# Directive
Return each of the records below word for word, with no changes of any kind.

# Data excerpts
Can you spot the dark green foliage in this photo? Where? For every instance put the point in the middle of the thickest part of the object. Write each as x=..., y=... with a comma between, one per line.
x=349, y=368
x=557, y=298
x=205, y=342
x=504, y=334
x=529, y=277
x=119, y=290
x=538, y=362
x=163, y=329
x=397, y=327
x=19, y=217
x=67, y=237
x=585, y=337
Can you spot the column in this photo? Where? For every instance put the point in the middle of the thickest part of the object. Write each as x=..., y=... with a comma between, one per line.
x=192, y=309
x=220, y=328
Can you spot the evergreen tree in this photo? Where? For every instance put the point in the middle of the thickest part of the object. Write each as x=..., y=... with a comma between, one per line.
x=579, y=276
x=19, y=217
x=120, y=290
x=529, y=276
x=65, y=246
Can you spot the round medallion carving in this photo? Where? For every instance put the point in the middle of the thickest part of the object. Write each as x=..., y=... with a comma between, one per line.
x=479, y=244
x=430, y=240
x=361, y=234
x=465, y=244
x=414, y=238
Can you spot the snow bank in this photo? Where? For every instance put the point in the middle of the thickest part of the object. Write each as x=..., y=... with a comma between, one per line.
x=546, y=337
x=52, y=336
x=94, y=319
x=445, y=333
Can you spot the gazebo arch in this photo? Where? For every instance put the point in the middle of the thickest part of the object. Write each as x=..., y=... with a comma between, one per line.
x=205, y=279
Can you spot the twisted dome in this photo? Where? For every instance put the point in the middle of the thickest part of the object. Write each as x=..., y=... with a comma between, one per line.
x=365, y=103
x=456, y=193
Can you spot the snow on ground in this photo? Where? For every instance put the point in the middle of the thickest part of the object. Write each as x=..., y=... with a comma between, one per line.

# Task answer
Can you spot the dark green foliage in this photo? Where? For every instance put the point in the middle of the thickest part of the object. Write each as x=..., y=... with a comma between, one per line.
x=349, y=368
x=557, y=298
x=205, y=342
x=504, y=334
x=529, y=277
x=119, y=290
x=538, y=362
x=163, y=329
x=397, y=327
x=19, y=217
x=67, y=237
x=585, y=337
Can you spot the column in this photo? Where? For every instance put the point in the middle of the thickest part of the object. Write each as x=..., y=... with a comma between, one per line.
x=192, y=309
x=220, y=328
Can you spot the evergreen tree in this photo? Where? For every instance put the point in the middle of the thickest part of the object. Write each as x=..., y=... with a comma between, one per line.
x=579, y=276
x=19, y=217
x=120, y=290
x=529, y=276
x=65, y=246
Can you spot the round medallion carving in this photo? Where? For every instance put the point in the middle of the thickest part of the object. Write each as x=..., y=... with a comma between, one per line.
x=479, y=244
x=430, y=240
x=361, y=234
x=465, y=244
x=414, y=238
Can you spot the snow bank in this photo? Where? For every instance put the point in the middle of the thickest part of the object. Write each as x=..., y=... with a comma between, one per line.
x=546, y=337
x=52, y=336
x=94, y=319
x=445, y=333
Can you spot the gazebo arch in this photo? Where? For every instance put the point in the middle of the thickest part of the object. Write each as x=..., y=... with a comma between, one per line.
x=205, y=279
Can you spot the twisted dome in this photo? Where? For every instance put the point in the middle of the thickest part of the object. Write each as x=..., y=... with a comma between, one per line.
x=365, y=103
x=456, y=193
Can you spot the snow on ground in this photo? Where? For every instance put the point in the middle of the thickest part of the object. Write each as x=..., y=... with a comma between, one per line.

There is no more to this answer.